> **Supplied data**:
· · · ·
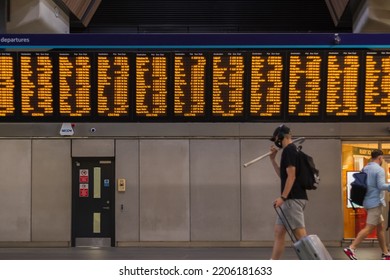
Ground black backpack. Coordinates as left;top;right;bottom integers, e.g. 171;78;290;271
297;146;320;190
349;170;367;208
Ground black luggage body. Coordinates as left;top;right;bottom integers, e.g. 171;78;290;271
275;207;332;260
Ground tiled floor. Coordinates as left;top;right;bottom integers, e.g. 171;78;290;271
0;246;381;260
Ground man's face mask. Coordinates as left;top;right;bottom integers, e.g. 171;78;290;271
274;138;283;149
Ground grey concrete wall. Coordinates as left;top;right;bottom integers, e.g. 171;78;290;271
115;140;140;242
240;140;280;241
31;140;72;242
139;140;190;241
72;139;115;157
0;123;352;244
0;139;31;242
190;140;241;241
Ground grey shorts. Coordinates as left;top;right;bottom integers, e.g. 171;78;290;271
276;199;307;230
366;205;384;226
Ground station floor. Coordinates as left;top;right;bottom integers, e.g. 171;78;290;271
0;245;381;260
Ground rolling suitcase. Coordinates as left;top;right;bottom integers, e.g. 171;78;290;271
275;207;332;260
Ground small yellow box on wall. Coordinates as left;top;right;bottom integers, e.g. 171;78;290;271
118;179;126;192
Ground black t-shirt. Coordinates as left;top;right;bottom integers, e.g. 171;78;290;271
280;143;307;199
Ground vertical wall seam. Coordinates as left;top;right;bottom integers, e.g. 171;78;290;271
138;139;141;242
188;139;192;242
30;139;33;242
238;139;243;241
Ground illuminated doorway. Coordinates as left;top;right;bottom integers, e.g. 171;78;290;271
341;142;390;239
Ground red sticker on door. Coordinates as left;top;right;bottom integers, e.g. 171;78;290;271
79;169;89;183
79;184;89;197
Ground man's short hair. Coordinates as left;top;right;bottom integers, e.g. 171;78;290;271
371;149;383;158
270;124;290;142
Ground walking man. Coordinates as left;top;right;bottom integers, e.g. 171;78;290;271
270;125;307;260
344;149;390;260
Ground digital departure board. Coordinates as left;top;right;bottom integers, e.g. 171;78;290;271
250;52;284;117
174;53;207;117
0;53;16;117
364;51;390;117
212;53;245;117
97;53;130;117
135;53;168;117
19;53;54;117
0;49;390;122
326;51;360;116
288;51;322;117
58;53;92;117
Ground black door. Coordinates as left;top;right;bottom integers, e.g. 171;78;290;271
72;158;115;246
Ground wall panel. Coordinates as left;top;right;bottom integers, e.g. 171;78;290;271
32;140;72;242
140;140;190;241
190;140;241;241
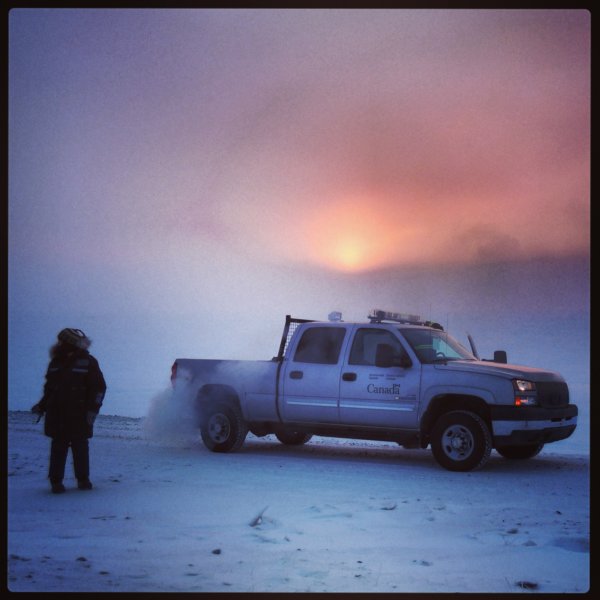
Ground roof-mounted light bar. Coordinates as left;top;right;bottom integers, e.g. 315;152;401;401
369;308;444;331
369;308;423;325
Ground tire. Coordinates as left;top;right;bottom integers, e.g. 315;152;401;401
200;404;248;452
275;430;312;446
431;410;492;471
496;442;544;460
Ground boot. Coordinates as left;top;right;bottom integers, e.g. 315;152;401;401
52;481;66;494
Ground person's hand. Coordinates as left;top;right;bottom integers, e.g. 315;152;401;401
31;402;44;416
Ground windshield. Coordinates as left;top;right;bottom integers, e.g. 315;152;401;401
398;327;477;364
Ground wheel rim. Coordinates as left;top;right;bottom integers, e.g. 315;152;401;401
442;425;475;461
207;413;231;444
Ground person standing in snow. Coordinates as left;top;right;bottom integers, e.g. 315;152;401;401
31;328;106;494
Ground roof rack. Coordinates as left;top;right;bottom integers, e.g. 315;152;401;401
368;308;444;331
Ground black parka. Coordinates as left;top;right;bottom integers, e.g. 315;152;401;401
39;344;106;439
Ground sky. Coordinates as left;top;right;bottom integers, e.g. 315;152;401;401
7;8;591;416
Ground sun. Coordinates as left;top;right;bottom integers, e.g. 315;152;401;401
308;197;399;272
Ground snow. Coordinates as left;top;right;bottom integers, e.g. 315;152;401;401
7;391;590;593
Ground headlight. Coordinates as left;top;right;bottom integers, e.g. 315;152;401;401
513;379;537;406
513;379;535;392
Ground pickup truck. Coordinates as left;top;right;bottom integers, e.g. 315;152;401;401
171;310;578;471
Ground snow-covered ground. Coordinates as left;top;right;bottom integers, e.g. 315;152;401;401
7;398;590;593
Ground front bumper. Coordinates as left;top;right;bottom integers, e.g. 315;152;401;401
491;404;578;445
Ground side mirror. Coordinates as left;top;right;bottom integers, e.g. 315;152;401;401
494;350;508;364
375;344;394;369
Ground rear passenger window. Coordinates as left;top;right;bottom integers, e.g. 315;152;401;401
294;327;346;365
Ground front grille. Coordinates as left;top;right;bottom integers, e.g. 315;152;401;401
535;381;569;408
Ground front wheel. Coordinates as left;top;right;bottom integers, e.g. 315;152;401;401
275;430;312;446
431;410;492;471
200;404;248;452
496;443;544;460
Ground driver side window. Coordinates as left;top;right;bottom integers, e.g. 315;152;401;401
348;327;407;366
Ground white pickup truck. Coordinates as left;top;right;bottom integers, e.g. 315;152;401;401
171;310;577;471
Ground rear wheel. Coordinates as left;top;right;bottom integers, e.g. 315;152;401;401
431;410;492;471
275;430;312;446
496;443;544;460
200;404;248;452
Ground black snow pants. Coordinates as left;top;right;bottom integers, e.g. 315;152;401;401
48;437;90;483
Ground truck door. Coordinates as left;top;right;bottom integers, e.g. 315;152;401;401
281;324;346;423
340;326;420;428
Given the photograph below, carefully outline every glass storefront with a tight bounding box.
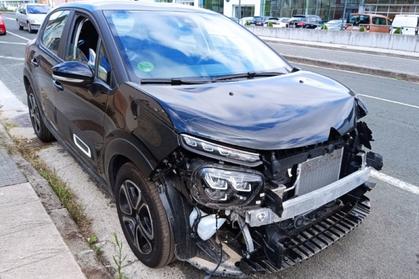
[364,0,419,18]
[268,0,419,20]
[199,0,224,13]
[264,0,362,20]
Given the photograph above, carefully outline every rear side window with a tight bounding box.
[372,17,387,25]
[41,11,70,54]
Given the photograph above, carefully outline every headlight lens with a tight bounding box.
[191,167,263,209]
[181,135,262,167]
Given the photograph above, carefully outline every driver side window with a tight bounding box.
[66,16,99,66]
[65,16,111,85]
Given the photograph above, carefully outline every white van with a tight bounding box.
[391,15,419,35]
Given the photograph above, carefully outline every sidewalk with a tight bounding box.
[0,134,85,279]
[261,37,419,82]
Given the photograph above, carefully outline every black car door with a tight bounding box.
[29,10,71,129]
[54,13,111,169]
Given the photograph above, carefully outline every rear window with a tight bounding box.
[349,15,370,26]
[372,17,387,25]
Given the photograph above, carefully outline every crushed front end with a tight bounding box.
[155,119,382,276]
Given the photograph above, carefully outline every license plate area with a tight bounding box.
[295,148,343,196]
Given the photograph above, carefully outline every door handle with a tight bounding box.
[31,57,39,67]
[52,79,64,91]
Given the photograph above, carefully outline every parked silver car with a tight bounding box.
[16,4,50,33]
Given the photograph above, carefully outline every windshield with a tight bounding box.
[105,11,290,80]
[26,5,48,14]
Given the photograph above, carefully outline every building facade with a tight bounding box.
[223,0,419,20]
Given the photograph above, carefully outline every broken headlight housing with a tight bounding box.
[191,166,263,209]
[180,134,262,167]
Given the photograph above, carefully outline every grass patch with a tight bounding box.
[3,122,17,131]
[11,138,90,236]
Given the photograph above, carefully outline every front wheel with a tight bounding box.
[114,163,174,268]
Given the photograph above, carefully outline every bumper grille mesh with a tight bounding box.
[241,200,370,273]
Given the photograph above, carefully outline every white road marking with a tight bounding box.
[296,62,417,84]
[7,30,31,42]
[0,55,25,61]
[0,41,26,46]
[371,170,419,195]
[358,94,419,109]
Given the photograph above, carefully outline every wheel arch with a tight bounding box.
[104,137,158,194]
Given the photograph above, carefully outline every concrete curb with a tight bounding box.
[282,55,419,83]
[259,36,419,60]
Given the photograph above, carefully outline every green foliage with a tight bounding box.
[393,27,402,35]
[112,233,127,279]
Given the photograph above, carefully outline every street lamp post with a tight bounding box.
[342,0,348,28]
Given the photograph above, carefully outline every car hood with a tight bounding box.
[141,71,356,150]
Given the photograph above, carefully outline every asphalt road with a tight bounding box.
[0,15,419,279]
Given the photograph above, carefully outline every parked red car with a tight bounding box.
[0,15,6,35]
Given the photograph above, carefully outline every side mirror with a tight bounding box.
[52,61,94,85]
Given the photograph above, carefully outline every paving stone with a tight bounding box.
[0,183,85,279]
[0,149,27,187]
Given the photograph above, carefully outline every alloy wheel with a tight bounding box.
[119,180,154,255]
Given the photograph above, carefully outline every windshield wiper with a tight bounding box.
[211,72,284,81]
[140,78,211,85]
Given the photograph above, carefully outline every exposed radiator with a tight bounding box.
[295,148,343,196]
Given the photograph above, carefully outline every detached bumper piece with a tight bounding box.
[239,197,370,274]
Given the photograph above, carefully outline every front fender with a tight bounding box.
[103,135,158,187]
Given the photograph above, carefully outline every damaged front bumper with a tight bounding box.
[187,167,373,277]
[156,122,382,276]
[245,167,371,227]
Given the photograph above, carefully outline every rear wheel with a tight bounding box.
[28,87,55,142]
[114,163,174,268]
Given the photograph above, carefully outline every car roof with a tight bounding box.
[59,1,215,13]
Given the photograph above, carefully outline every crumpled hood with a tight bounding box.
[141,71,356,150]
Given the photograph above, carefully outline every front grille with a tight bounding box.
[295,148,343,196]
[241,197,370,273]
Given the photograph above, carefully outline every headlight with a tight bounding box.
[181,135,262,167]
[191,166,263,209]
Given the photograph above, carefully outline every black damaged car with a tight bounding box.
[24,2,382,276]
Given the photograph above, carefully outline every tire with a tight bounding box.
[113,163,174,268]
[27,87,55,142]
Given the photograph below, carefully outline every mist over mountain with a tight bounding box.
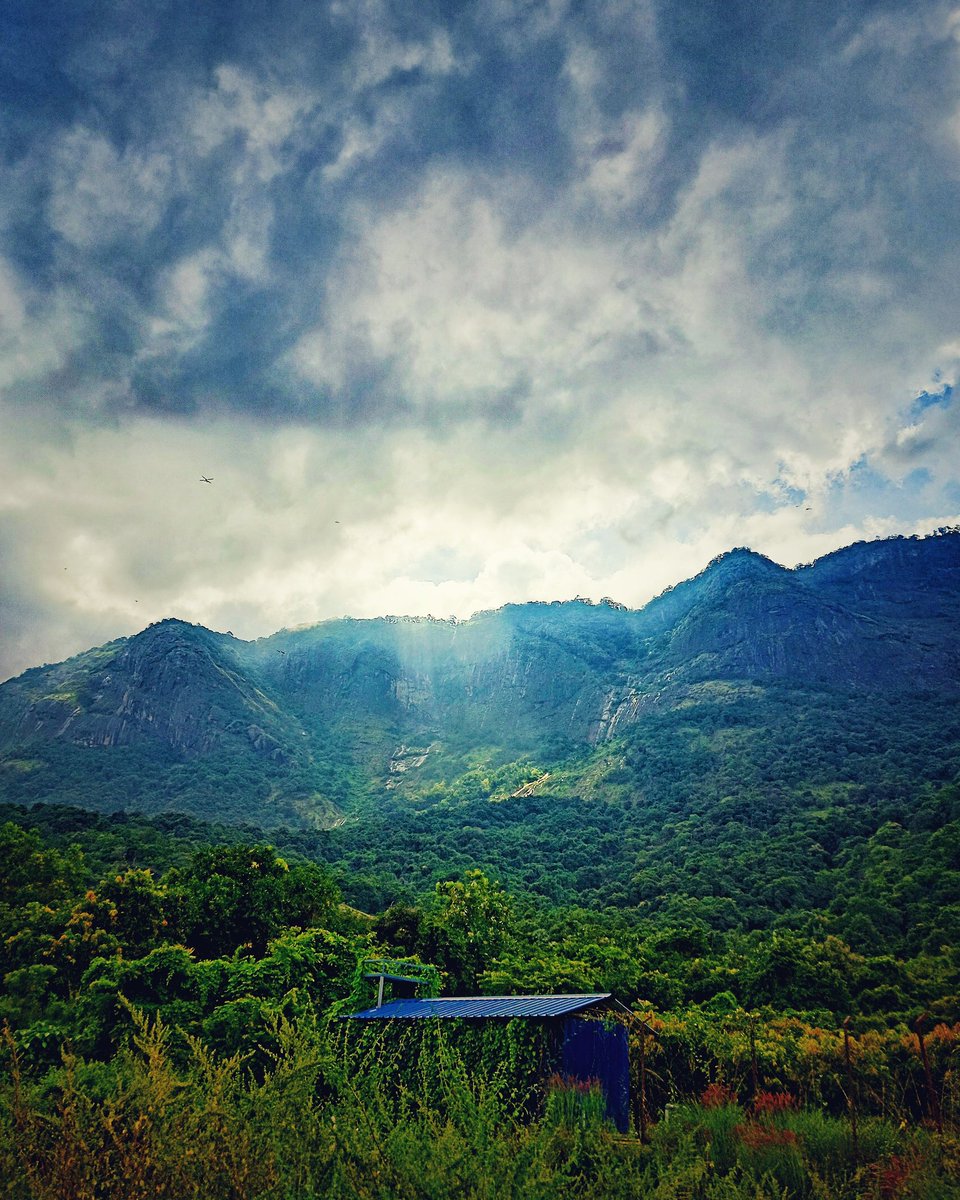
[0,530,960,827]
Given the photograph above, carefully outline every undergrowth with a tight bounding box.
[0,1014,960,1200]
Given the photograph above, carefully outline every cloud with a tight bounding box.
[0,0,960,671]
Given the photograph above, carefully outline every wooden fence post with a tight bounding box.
[913,1013,943,1138]
[749,1013,760,1099]
[844,1018,860,1166]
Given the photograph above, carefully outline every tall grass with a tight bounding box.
[0,1018,960,1200]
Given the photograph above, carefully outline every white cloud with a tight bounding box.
[49,126,173,250]
[0,258,86,397]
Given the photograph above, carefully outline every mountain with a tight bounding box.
[0,530,960,844]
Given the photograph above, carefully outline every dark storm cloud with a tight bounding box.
[0,0,960,686]
[2,0,960,432]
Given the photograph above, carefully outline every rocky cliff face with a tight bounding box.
[0,533,960,825]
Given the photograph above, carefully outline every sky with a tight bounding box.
[0,0,960,678]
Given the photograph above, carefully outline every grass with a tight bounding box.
[0,1019,960,1200]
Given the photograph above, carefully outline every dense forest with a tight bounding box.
[0,784,960,1198]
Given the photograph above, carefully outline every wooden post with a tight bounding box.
[749,1014,760,1099]
[844,1018,860,1166]
[913,1013,943,1138]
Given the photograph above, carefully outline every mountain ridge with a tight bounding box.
[0,530,960,824]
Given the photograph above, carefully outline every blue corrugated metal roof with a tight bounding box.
[349,991,612,1021]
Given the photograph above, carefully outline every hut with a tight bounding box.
[344,976,630,1133]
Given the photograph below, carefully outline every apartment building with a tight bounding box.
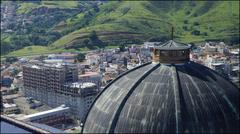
[23,63,99,120]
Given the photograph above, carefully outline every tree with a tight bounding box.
[89,31,98,41]
[6,57,18,63]
[192,30,200,35]
[76,53,85,62]
[119,44,125,52]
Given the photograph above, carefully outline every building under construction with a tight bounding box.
[23,63,99,120]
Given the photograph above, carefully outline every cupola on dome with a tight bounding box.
[82,40,240,134]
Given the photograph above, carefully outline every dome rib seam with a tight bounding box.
[81,62,152,133]
[108,63,160,133]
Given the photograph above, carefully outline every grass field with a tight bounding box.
[49,1,239,48]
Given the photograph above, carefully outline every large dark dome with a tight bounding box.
[83,40,240,133]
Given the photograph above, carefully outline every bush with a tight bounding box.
[76,53,85,62]
[203,32,208,36]
[185,11,191,15]
[193,22,199,26]
[183,26,188,31]
[192,30,200,35]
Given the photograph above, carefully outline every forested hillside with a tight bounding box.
[1,1,239,53]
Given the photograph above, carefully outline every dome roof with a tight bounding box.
[83,62,240,133]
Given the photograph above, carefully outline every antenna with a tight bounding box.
[171,26,174,40]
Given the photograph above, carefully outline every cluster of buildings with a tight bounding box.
[191,42,239,84]
[1,42,239,132]
[23,63,100,120]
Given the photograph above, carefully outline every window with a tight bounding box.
[154,49,160,56]
[160,51,168,56]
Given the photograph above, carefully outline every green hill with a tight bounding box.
[1,1,239,56]
[51,1,239,47]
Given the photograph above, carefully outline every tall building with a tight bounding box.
[23,63,99,120]
[82,40,240,133]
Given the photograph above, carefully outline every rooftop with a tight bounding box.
[155,40,191,50]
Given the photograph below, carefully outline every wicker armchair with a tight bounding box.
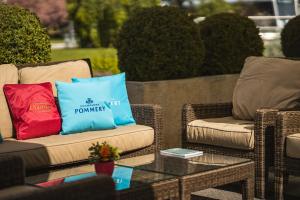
[275,111,300,199]
[182,103,277,198]
[127,104,164,158]
[0,156,116,200]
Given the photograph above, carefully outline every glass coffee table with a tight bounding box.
[26,153,254,200]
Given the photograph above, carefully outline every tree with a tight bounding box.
[196,0,235,17]
[68,0,160,47]
[7,0,68,30]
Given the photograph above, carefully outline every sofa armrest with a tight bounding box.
[131,104,164,150]
[0,156,25,189]
[46,175,116,200]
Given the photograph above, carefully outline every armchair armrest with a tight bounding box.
[0,156,25,189]
[182,103,232,127]
[275,111,300,199]
[181,103,232,143]
[131,104,164,150]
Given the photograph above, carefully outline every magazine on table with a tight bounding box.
[160,148,203,158]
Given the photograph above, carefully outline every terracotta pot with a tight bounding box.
[94,161,115,176]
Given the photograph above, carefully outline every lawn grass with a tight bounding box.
[51,48,120,74]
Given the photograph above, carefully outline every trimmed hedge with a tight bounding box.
[0,3,51,64]
[116,7,204,81]
[51,48,120,74]
[199,13,264,75]
[281,15,300,58]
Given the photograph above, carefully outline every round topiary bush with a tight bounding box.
[199,13,264,75]
[0,3,51,64]
[281,15,300,58]
[116,7,204,81]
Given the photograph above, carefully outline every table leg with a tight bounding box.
[242,178,254,200]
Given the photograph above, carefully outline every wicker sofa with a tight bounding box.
[0,156,116,200]
[0,59,163,173]
[182,103,277,198]
[275,111,300,199]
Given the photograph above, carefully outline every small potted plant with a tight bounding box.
[89,142,120,176]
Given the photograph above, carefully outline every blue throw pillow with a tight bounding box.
[55,81,116,135]
[72,73,135,125]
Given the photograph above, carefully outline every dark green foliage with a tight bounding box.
[117,7,204,81]
[199,13,264,75]
[0,3,51,64]
[281,15,300,58]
· · · ·
Reproduce, unchanged, every line between the one holding "Ground tire. Coordinates" and the one holding "31;328;106;494", inclusive.

> **Finished exercise**:
Ground tire. Coordinates as left;top;right;bottom integers, e.g. 315;152;401;401
200;404;248;452
275;430;312;446
431;410;492;471
496;442;544;460
Ground boot. Coordinates as left;top;right;bottom integers, e.g. 315;152;401;401
52;481;66;494
Ground person's hand. Coordinates as left;top;right;bottom integers, e.g. 315;152;401;401
31;402;44;416
Ground windshield. Coordinates as left;top;right;bottom integers, e.g. 315;152;401;401
398;327;477;364
Ground wheel rim. Coordinates as left;top;right;bottom integers, e.g. 315;152;401;401
442;425;475;461
207;413;231;444
Ground person standing in snow. Coordinates as left;top;right;bottom integers, e.g. 315;152;401;401
31;328;106;494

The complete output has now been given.